* Problem description
Copy out the rows below, changing every "one pin each" to "one point each" and keeping everything else the same.

* Data excerpts

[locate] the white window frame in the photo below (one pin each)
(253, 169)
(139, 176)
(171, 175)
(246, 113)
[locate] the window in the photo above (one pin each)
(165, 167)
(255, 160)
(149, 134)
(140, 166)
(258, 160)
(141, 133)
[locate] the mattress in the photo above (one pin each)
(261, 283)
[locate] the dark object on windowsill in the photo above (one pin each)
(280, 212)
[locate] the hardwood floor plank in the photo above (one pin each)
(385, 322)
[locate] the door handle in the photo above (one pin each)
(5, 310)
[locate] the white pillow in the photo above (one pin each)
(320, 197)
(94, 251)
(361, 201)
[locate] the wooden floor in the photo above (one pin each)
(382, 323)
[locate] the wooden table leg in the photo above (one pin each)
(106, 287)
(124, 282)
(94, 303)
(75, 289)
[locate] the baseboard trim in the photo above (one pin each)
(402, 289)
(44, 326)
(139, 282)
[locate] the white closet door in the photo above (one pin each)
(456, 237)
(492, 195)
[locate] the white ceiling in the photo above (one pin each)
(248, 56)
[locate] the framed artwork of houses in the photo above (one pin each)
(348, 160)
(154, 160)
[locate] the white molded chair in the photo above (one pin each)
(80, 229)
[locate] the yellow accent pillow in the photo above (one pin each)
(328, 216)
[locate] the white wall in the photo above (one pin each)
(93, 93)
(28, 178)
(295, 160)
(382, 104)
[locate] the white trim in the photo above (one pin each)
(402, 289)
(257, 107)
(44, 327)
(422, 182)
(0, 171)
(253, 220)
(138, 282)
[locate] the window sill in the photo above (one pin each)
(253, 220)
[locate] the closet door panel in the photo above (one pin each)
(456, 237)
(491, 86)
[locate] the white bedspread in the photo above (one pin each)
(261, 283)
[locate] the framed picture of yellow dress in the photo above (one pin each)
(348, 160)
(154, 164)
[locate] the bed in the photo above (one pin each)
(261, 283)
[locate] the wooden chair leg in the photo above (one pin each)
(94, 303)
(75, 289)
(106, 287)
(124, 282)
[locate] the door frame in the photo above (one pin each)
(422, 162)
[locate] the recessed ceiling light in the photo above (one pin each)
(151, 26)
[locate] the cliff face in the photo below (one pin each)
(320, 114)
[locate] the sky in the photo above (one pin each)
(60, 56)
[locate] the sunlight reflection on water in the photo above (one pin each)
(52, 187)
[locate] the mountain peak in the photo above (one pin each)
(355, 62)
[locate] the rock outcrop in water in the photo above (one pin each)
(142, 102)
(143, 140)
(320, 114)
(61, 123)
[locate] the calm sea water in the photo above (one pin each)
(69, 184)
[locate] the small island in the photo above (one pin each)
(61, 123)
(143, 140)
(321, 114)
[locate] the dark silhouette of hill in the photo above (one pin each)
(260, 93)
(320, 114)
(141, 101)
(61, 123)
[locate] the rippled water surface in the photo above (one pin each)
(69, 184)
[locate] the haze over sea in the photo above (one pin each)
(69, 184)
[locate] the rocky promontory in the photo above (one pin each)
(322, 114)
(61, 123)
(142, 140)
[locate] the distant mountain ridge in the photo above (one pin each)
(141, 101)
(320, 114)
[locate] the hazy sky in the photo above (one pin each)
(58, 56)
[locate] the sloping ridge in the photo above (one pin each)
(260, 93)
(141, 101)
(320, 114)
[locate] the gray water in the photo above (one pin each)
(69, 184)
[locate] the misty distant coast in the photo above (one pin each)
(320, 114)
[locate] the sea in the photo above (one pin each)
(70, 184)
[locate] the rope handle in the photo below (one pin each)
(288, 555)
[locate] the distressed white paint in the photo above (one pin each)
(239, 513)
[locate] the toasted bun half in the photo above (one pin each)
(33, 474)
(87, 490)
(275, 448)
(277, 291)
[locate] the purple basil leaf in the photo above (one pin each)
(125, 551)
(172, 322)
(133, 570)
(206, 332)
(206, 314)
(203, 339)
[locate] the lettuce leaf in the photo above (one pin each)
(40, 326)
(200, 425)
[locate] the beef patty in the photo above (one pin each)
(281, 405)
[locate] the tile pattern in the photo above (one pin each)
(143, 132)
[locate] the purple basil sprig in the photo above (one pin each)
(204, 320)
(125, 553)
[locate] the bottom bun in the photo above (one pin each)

* Answer for this exercise
[locate] the white window frame in the photo below (one point each)
(253, 169)
(139, 176)
(171, 175)
(246, 113)
[locate] the window in the photo above (one point each)
(165, 167)
(255, 160)
(149, 134)
(140, 166)
(258, 160)
(141, 133)
[locate] the mattress in the photo above (one point each)
(261, 283)
[locate] the dark object on windowsill in the photo above (one point each)
(280, 212)
[locate] the hardwood floor plank in the photo above (one point each)
(385, 322)
[locate] the door handle in the photo above (one point each)
(5, 310)
[locate] the white pillow in the photo above (one point each)
(320, 197)
(94, 251)
(361, 201)
[locate] the wooden floor in the photo above (one point each)
(382, 323)
[locate] the wooden table leg in the photo above (one point each)
(106, 287)
(124, 282)
(94, 303)
(75, 289)
[locate] the baseboard trim in the photo above (one point each)
(402, 289)
(44, 326)
(139, 282)
[locate] the white closet door in the photo above (one point each)
(456, 237)
(492, 195)
[locate] the white ceiling in the photo above (one point each)
(248, 56)
[locate] the framed artwork of houses in the photo above (one point each)
(348, 160)
(154, 160)
[locate] the white molded chair in the photo above (one point each)
(80, 229)
[locate] the yellow accent pillow in the photo above (one point each)
(328, 216)
[locate] the white wall in the photo above (one point each)
(93, 93)
(28, 178)
(295, 160)
(382, 104)
[locate] the white trim in the photo above (one point each)
(402, 289)
(257, 107)
(44, 327)
(422, 182)
(0, 171)
(253, 220)
(138, 282)
[locate] the window sill in the photo above (one point each)
(253, 220)
[locate] the closet door panel in the photo above (one point each)
(456, 237)
(491, 86)
[locate] the white bedspread in the photo above (one point each)
(261, 283)
[locate] the framed picture of yellow dress in the photo above (one point each)
(348, 160)
(154, 164)
[locate] the bed in the photo above (one point each)
(261, 283)
[locate] the wooden chair leg in the photo above (one point each)
(94, 303)
(75, 289)
(106, 287)
(124, 282)
[locate] the door frame in the photo above (one point each)
(422, 162)
[locate] the recessed ceiling light in the photo above (one point each)
(151, 26)
[locate] the cliff face in the photo below (one point each)
(320, 114)
[locate] the sky in the photo above (one point each)
(60, 56)
[locate] the sunlight reflection on water in the photo above (one point each)
(52, 187)
[locate] the mountain peak in the photo above (one point each)
(355, 62)
[locate] the rock outcrop in water in the photo above (one point each)
(142, 102)
(143, 140)
(320, 114)
(61, 123)
[locate] the calm sea water in the photo above (one point each)
(69, 184)
[locate] the small island in the photo above (one point each)
(61, 123)
(143, 140)
(321, 114)
[locate] the dark silhouette of hill in the photo above (one point each)
(260, 93)
(320, 114)
(141, 101)
(61, 123)
[locate] the rippled water surface in the photo above (one point each)
(69, 184)
[locate] the haze over sea in the photo above (one point each)
(69, 184)
[locate] the rocky promontory in the photo above (one point each)
(322, 114)
(61, 123)
(142, 140)
[locate] the distant mountain ridge in the photo above (one point each)
(141, 101)
(320, 114)
[locate] the hazy sky in the photo above (one point each)
(58, 56)
[locate] the sloping ridge in the photo above (one point each)
(260, 93)
(141, 101)
(320, 114)
[locate] the gray water in the photo above (one point each)
(69, 184)
[locate] the misty distant coast in the photo above (one point each)
(320, 114)
[locate] the sea in the photo above (one point each)
(70, 184)
[locate] the rope handle in the photo below (one point each)
(288, 555)
[locate] the distressed white paint in the photo above (one point each)
(239, 513)
[locate] the toasted bun half in the photo above (one point each)
(33, 474)
(87, 490)
(275, 448)
(277, 291)
[locate] the purple basil leaf in the photo above (one point each)
(125, 551)
(172, 322)
(133, 570)
(206, 332)
(206, 314)
(203, 339)
[locate] the lettuce leaf in the photo above (one point each)
(40, 326)
(200, 425)
[locate] the beef patty in the photo above (one point each)
(281, 405)
[locate] the tile pattern in the photo above (one point each)
(143, 132)
[locate] the purple basil sprig in the photo above (one point each)
(204, 320)
(125, 553)
[locate] the bottom bun in the photo above (one point each)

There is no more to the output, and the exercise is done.